TASK PROMPT: Identify each line in the material that contains the word "hanging", and copy those lines in full.

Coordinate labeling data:
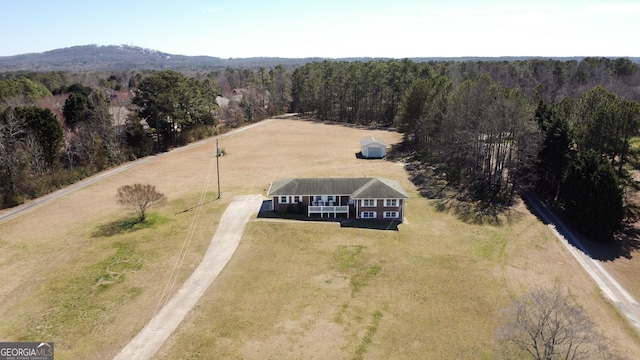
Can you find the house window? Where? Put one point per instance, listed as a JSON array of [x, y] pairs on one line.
[[391, 202], [368, 214], [369, 202], [390, 214]]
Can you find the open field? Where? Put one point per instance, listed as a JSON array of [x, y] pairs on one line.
[[74, 274]]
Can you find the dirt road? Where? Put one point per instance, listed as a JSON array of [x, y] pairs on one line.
[[11, 213], [223, 245], [607, 283]]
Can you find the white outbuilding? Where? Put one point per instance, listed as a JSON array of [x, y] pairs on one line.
[[373, 148]]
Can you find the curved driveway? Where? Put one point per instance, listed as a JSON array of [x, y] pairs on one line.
[[223, 245]]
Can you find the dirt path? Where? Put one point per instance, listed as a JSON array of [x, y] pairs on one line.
[[607, 283], [222, 247], [17, 211]]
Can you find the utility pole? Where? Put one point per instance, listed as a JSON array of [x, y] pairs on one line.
[[218, 165]]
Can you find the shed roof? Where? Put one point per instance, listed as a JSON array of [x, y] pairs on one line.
[[364, 188], [372, 140]]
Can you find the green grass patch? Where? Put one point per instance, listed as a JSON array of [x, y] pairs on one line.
[[129, 224], [347, 255], [368, 337]]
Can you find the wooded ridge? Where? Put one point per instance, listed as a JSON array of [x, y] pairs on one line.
[[127, 57]]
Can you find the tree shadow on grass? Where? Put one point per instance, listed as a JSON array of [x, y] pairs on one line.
[[123, 226]]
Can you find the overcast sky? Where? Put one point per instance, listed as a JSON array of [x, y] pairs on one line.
[[333, 29]]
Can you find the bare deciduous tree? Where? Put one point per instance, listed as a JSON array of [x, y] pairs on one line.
[[549, 325], [139, 197]]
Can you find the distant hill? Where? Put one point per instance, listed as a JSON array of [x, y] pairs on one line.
[[125, 57]]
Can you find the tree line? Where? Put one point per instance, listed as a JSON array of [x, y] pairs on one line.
[[498, 128], [492, 128]]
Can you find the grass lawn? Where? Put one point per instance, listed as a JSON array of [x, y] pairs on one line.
[[77, 272]]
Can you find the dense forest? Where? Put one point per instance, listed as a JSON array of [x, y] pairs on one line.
[[496, 129], [490, 129]]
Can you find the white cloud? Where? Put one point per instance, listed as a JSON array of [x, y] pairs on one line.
[[613, 9]]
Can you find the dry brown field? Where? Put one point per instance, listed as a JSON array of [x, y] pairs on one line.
[[74, 274]]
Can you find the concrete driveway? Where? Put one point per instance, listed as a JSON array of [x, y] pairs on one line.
[[223, 245], [607, 283]]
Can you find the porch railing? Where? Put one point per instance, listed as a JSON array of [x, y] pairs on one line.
[[328, 210]]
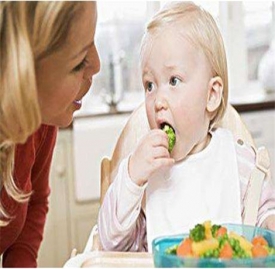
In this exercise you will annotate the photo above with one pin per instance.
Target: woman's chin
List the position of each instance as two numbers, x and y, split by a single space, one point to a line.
61 122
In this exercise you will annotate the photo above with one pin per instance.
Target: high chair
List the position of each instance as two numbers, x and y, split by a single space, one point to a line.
137 126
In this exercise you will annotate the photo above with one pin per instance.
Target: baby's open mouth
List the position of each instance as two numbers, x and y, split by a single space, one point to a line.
78 102
169 130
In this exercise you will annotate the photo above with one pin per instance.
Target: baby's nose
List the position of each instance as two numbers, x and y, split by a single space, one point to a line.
160 104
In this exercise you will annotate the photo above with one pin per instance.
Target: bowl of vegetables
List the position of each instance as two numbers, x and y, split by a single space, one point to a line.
207 245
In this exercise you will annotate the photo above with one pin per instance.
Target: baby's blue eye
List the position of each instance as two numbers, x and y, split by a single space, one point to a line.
149 86
174 81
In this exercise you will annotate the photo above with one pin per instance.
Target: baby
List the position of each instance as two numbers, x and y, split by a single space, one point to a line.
206 174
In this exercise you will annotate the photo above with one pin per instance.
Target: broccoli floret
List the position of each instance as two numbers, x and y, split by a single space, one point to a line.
172 250
198 233
214 229
171 136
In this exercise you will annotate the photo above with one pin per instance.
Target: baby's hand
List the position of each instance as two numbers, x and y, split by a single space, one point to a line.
269 223
150 155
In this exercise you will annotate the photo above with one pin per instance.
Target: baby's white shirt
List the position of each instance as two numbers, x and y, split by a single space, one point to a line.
204 186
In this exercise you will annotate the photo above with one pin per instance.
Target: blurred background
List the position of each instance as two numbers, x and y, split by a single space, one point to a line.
248 29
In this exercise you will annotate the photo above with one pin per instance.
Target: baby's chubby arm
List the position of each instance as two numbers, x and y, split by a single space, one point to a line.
269 223
150 156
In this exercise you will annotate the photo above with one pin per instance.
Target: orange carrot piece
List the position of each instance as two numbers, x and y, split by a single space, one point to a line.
259 240
222 231
226 251
185 248
259 251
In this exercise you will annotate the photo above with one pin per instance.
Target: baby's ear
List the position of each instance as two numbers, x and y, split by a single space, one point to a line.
215 90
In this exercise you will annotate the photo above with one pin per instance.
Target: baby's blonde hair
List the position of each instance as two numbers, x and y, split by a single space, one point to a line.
29 31
201 29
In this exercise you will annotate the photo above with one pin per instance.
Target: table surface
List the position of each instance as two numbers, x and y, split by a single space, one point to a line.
111 259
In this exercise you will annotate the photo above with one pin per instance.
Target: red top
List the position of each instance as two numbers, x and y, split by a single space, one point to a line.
21 238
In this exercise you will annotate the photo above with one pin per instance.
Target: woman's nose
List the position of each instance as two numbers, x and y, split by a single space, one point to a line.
93 64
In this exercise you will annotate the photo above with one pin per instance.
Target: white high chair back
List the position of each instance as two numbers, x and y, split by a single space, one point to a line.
137 126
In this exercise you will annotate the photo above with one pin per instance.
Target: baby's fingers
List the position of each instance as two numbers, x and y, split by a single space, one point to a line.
160 152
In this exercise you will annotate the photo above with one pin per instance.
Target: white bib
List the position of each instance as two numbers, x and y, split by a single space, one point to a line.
205 186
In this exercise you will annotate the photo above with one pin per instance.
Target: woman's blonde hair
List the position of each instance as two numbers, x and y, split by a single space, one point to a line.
201 29
29 31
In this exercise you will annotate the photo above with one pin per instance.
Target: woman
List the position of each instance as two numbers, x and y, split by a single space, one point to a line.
48 58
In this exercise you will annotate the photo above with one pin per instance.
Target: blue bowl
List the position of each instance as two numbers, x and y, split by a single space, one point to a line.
161 259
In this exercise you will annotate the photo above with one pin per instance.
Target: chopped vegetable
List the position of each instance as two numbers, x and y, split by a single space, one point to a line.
246 245
226 251
221 232
214 241
208 232
214 229
172 250
259 240
171 136
201 247
259 251
185 248
198 233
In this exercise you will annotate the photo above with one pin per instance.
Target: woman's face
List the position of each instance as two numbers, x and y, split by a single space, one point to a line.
64 77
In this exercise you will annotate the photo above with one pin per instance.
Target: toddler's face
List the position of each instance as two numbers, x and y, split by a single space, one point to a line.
176 77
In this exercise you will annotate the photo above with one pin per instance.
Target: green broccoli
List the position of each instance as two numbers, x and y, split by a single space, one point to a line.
172 250
198 233
214 229
171 136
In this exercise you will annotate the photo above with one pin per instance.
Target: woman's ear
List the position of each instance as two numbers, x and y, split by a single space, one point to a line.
215 90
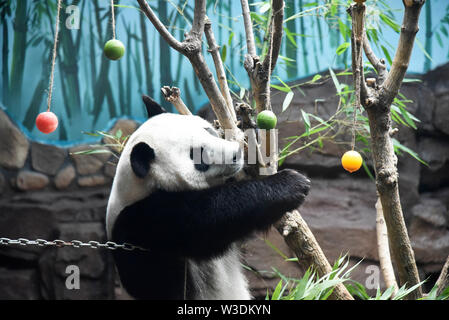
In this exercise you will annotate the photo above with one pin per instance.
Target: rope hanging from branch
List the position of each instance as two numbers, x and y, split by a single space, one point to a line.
113 19
53 62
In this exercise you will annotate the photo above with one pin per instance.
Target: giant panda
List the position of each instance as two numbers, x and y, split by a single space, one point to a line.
188 214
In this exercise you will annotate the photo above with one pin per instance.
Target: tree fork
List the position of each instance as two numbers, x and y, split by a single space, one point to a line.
377 102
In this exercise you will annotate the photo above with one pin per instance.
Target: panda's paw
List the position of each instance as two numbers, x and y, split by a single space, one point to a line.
292 186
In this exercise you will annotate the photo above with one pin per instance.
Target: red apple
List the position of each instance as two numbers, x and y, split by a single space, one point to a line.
47 122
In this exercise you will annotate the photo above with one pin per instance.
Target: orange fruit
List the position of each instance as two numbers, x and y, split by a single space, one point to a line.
351 161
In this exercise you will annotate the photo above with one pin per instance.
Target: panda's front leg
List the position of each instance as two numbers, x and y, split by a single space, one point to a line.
204 223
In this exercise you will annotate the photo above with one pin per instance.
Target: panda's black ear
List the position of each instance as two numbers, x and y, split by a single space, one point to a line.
153 108
141 156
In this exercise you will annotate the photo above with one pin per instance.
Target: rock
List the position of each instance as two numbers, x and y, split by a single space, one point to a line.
430 244
95 265
19 284
92 181
436 153
13 144
261 259
46 158
65 177
21 217
438 80
432 211
29 180
342 216
441 114
88 163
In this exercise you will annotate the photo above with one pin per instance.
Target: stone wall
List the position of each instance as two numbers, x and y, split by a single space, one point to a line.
47 192
340 206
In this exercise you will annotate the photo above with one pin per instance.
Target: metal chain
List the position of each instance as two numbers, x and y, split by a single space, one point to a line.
74 244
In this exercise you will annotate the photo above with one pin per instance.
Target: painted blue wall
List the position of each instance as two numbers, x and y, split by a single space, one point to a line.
318 54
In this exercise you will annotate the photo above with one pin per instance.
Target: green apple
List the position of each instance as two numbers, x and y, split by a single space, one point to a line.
266 120
114 49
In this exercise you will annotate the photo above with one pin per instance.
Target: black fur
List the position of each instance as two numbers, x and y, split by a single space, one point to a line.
153 108
197 225
141 156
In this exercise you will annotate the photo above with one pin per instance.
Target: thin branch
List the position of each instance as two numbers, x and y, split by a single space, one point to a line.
384 249
173 95
357 38
378 64
250 44
160 27
404 50
221 75
301 240
443 280
275 34
377 106
199 18
191 48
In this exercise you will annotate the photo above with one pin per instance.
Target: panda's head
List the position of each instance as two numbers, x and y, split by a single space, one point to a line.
178 152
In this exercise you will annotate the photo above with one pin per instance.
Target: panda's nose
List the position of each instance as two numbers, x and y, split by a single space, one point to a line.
237 155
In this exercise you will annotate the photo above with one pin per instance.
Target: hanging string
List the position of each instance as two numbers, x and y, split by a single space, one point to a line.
55 46
113 19
357 103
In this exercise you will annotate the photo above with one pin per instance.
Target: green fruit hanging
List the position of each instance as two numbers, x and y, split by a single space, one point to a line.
114 49
266 120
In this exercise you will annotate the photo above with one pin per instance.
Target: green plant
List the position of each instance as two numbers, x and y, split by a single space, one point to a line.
111 143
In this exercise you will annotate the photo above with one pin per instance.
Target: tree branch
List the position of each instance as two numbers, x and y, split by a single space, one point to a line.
443 280
377 104
383 249
191 48
275 34
378 64
173 95
250 44
199 18
221 75
175 44
301 240
401 59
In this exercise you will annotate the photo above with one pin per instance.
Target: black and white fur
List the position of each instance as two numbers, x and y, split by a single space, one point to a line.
185 213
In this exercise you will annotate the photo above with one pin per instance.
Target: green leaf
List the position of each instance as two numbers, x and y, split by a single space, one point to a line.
242 93
305 116
342 48
277 291
387 54
335 80
316 78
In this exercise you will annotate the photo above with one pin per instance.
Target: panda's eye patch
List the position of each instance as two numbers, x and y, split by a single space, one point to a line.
211 131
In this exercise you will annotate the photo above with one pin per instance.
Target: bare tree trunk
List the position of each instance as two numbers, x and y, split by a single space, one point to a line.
18 56
146 57
383 248
443 280
377 102
5 52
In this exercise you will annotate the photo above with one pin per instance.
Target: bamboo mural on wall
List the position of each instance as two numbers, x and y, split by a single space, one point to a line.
91 90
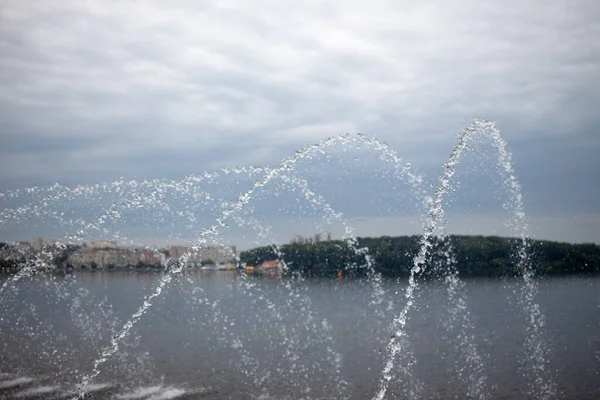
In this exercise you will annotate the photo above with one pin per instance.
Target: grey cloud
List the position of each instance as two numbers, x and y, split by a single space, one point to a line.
92 91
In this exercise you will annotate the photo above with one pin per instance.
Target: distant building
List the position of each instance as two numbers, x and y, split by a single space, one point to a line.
23 246
104 244
38 244
319 237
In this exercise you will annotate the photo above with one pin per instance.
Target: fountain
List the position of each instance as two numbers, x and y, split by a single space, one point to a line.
306 359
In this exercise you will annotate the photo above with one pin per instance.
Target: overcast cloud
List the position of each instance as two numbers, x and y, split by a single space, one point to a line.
94 90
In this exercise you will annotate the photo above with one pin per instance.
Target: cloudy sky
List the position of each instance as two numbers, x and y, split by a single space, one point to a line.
95 90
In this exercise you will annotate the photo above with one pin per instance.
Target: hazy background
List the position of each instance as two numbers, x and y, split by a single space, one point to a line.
92 91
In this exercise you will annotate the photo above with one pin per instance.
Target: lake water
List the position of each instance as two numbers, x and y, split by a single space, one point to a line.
220 335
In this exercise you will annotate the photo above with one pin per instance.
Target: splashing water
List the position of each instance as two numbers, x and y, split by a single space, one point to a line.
129 195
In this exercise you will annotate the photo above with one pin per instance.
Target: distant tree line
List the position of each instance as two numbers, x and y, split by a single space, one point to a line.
484 256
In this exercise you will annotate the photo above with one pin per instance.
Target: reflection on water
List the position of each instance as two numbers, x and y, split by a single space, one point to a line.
224 335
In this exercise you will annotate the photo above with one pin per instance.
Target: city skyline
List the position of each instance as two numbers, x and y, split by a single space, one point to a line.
163 97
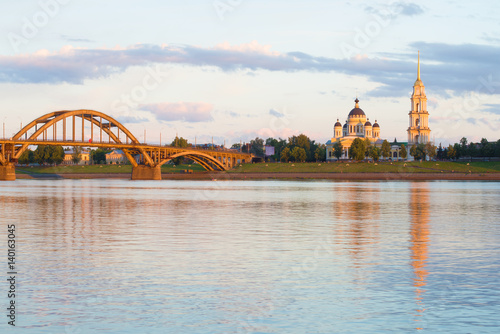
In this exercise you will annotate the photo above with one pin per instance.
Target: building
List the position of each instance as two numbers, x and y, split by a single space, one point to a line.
357 125
418 130
116 157
84 157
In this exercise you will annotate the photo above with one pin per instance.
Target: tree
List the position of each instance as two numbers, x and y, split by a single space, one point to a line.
402 152
285 155
368 145
463 147
430 150
27 157
39 154
357 150
299 154
337 149
58 154
472 150
386 149
458 150
497 149
278 144
418 151
48 154
320 153
257 147
99 156
304 142
77 154
179 142
374 153
440 152
452 153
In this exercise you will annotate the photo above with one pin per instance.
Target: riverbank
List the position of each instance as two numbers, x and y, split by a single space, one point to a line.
264 171
286 176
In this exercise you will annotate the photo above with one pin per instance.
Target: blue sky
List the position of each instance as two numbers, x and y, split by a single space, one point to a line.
237 69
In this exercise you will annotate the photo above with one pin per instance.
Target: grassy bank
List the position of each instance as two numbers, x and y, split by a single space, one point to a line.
101 169
364 167
334 167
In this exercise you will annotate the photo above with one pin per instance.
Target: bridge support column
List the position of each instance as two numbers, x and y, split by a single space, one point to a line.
8 173
142 172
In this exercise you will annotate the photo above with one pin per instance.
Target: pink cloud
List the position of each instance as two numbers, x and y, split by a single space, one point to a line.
180 111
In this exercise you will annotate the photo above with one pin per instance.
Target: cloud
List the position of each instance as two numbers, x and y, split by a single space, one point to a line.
72 39
408 8
131 119
180 111
275 113
396 9
446 68
491 108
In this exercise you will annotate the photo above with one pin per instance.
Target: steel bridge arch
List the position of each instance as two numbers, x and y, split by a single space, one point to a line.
202 158
52 118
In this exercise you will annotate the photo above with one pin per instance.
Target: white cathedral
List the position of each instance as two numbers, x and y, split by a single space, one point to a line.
358 125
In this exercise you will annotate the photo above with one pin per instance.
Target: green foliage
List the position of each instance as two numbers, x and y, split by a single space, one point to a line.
358 149
430 150
320 153
76 157
386 149
179 142
403 152
48 154
418 152
374 153
57 154
299 154
337 149
99 156
27 157
257 147
278 144
285 155
368 145
452 153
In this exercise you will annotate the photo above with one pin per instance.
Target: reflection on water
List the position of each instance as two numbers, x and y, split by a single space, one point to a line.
257 256
419 231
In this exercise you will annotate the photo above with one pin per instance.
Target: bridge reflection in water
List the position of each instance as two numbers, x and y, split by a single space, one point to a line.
70 128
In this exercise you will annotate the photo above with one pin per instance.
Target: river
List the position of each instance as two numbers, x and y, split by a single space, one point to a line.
119 256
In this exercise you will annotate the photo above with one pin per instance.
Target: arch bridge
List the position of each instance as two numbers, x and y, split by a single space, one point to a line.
91 128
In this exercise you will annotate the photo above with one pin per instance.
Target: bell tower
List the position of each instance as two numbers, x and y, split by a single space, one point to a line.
418 130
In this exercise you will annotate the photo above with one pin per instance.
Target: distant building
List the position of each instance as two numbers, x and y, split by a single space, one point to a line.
116 157
418 131
357 125
84 157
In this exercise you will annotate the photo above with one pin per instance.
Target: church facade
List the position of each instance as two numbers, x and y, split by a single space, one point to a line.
418 130
358 125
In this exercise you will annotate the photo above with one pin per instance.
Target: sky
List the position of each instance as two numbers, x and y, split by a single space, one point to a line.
233 70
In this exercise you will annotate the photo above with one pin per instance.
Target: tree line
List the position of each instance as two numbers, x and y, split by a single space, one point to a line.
296 149
466 149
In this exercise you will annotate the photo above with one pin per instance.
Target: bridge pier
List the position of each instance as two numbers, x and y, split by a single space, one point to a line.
8 173
143 172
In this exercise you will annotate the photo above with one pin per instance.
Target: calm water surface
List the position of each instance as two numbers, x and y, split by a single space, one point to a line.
116 256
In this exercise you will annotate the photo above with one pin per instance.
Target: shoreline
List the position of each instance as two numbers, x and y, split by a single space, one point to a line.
284 176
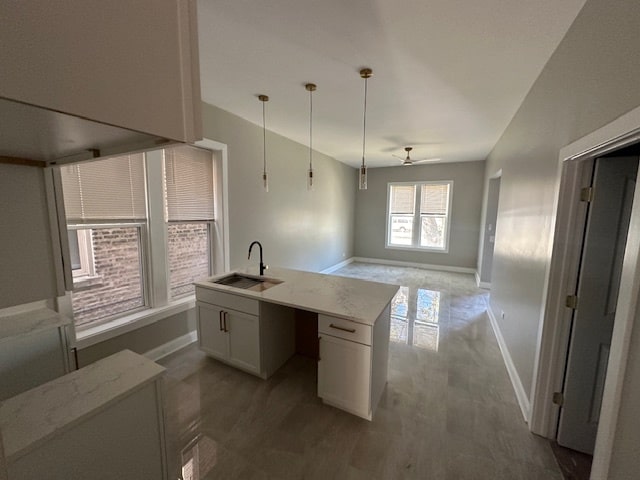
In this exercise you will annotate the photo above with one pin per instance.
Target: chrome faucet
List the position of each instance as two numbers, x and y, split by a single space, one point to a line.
262 265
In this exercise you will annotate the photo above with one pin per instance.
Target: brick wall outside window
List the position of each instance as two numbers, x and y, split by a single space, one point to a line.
188 245
118 286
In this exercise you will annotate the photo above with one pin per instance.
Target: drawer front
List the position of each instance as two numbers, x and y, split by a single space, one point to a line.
339 327
228 300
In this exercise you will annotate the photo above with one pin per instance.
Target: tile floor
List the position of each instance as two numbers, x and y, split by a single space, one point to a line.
449 411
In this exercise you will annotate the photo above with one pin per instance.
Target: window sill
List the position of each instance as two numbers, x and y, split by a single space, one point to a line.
119 326
417 249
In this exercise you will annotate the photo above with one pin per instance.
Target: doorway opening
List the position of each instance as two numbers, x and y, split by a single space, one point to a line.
493 197
576 166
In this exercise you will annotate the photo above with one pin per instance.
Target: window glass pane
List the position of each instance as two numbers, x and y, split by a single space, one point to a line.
188 245
116 286
434 199
432 231
402 199
110 189
401 230
189 183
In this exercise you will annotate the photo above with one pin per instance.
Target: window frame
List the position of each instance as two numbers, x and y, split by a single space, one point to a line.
417 217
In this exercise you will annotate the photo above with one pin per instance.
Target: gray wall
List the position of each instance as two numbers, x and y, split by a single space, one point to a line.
591 79
371 208
297 228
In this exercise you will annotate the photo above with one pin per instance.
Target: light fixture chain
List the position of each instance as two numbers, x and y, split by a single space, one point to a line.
364 120
310 129
264 142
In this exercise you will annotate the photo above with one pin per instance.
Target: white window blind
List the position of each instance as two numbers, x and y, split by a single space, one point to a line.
434 199
189 184
402 199
110 189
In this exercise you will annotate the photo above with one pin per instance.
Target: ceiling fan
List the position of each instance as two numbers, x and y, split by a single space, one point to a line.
408 161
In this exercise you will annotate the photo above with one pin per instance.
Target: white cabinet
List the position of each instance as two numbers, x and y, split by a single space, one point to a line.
33 350
133 65
253 336
344 371
230 336
353 363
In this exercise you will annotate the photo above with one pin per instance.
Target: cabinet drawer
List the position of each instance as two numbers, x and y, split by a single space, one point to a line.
339 327
228 300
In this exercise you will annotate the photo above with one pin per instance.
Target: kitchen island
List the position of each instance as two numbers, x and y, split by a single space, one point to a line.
254 330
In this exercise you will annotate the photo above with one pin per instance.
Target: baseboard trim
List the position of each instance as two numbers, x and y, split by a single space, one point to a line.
171 346
523 400
480 284
425 266
337 266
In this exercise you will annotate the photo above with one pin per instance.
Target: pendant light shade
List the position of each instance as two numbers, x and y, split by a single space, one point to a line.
365 73
310 87
265 179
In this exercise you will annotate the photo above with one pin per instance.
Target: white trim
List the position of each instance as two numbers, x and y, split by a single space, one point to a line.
625 129
120 326
337 266
521 395
171 346
481 284
426 266
222 222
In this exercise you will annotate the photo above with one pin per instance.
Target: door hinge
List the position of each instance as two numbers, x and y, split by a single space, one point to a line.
558 398
586 194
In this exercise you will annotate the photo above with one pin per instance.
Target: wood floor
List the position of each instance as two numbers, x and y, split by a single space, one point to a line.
448 412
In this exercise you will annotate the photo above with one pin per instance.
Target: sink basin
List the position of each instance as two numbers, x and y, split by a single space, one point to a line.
245 282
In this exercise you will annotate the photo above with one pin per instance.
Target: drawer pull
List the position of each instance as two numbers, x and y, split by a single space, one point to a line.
350 330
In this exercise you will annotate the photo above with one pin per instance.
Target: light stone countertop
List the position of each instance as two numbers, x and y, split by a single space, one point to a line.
26 323
29 419
357 300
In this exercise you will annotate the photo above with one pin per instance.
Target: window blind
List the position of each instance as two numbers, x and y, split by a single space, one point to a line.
110 189
435 199
189 183
402 199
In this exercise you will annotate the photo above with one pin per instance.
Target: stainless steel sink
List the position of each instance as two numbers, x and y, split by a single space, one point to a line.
246 282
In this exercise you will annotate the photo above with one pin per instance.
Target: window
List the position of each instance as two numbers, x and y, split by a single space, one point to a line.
130 219
189 212
418 215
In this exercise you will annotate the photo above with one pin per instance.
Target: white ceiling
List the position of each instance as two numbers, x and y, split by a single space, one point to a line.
448 75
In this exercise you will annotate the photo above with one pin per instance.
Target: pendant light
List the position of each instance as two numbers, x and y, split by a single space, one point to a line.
265 179
362 177
310 87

CORRECT RESULT:
Target: rope hanging from branch
Target: hanging string
Target: green fruit hanging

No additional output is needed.